Private placement life insurance (PPLI) is life insurance that has unique features not available for sale to the general public. PPLI policies are designed to appeal to high-net-worth individuals interested in funding insurance with a large, up-front premium payment to achieve high investment return on the amount transferred into the policy.
Let’s review how PPLI, specifically “on-shore” PPLI policies (that is, policies offered for sale and purchase in the United States through U.S. carriers), works and the planning opportunities and pitfalls that pertain to such products.
Popularity of PPLI
PPLI is an individually tailored variable universal life (VUL) insurance policy. Some of the reasons PPLI has become more popular in recent years include: (1) customized investment options; (2) a possible reduction in carrier costs; and (3) greater opportunity for investment in alternative investments like hedge funds, commodities and options, all of which are in combination with the beneficial tax treatment available to all policies. Further, PPLI carriers can offer more varied investment options than non-PPLI carriers, so long as they’re available only to “accredited investors.” As a result, PPLI carrier offerings often require a higher risk tolerance by carriers and the policyholders alike.

####################

# INSTRUCTIONS
1) According to the PPLI text, what kind of insurance policy is PPLI?
2) Please write out the PPLI text between "Private placement life" and "to such products.", inclusive, replacing "premium" with "deposit".

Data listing
####################

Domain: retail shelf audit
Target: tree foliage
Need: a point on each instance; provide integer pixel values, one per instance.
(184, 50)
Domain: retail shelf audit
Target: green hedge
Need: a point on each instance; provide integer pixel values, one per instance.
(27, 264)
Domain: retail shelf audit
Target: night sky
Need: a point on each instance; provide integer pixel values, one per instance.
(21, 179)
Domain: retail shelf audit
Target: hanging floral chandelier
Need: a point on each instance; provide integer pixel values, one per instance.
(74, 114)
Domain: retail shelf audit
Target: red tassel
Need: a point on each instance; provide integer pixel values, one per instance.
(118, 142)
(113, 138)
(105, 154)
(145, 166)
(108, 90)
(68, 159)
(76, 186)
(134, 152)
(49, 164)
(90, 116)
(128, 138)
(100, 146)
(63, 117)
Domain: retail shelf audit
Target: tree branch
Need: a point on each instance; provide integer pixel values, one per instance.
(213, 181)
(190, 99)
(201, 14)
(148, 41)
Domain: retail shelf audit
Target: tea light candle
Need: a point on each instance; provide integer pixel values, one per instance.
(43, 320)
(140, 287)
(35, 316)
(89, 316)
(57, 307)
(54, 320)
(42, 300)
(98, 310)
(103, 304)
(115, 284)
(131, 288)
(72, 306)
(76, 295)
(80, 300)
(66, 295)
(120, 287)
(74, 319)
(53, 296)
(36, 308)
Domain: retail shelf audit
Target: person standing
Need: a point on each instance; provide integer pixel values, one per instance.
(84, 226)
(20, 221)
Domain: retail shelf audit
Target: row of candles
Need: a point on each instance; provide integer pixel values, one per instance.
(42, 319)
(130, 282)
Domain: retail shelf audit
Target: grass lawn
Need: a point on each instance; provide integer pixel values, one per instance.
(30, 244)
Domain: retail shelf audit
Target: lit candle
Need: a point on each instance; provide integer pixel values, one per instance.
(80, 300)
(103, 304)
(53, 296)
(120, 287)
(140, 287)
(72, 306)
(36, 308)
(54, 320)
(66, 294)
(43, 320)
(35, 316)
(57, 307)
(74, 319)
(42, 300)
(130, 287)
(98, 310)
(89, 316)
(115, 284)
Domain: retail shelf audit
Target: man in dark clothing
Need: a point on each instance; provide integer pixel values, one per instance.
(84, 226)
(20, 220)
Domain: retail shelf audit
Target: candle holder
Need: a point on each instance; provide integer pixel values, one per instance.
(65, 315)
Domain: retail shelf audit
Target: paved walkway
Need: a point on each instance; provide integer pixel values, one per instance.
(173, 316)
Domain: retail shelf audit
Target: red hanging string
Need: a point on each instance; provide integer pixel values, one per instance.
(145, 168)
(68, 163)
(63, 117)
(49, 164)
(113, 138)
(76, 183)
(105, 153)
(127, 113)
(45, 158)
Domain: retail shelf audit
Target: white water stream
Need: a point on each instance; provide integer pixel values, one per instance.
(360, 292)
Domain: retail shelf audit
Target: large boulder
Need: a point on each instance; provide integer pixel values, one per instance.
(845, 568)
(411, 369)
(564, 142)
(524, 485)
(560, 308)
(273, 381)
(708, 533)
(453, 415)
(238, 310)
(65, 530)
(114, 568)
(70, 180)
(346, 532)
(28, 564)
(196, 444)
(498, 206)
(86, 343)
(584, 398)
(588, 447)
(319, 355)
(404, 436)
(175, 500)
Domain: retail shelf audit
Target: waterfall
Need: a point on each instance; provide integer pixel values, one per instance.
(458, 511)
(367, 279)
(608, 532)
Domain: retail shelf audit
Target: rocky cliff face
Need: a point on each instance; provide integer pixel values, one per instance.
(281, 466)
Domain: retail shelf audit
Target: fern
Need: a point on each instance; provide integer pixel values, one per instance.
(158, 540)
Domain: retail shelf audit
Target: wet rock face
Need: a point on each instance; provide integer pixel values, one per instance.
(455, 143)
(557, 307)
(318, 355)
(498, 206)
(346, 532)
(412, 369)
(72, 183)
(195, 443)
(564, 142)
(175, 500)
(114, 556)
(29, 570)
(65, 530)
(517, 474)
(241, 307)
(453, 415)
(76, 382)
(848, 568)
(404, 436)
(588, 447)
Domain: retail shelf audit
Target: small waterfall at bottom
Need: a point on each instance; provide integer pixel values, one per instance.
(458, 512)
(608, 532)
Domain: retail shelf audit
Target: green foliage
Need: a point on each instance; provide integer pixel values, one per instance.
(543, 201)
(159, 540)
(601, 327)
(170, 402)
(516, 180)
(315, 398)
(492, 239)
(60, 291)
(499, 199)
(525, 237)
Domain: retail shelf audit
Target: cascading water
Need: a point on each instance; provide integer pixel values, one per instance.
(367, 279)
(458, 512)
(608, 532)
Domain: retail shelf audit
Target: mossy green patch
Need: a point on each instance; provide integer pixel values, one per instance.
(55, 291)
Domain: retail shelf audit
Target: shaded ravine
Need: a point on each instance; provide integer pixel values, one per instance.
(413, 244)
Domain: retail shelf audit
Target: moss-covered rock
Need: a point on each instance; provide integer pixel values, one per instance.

####################

# FULL SOLUTIONS
1) An individually tailored variable universal life (VUL) insurance policy.

2)
Private placement life insurance (PPLI) is life insurance that has unique features not available for sale to the general public. PPLI policies are designed to appeal to high-net-worth individuals interested in funding insurance with a large, up-front deposit payment to achieve high investment return on the amount transferred into the policy.
Let’s review how PPLI, specifically “on-shore” PPLI policies (that is, policies offered for sale and purchase in the United States through U.S. carriers), works and the planning opportunities and pitfalls that pertain to such products.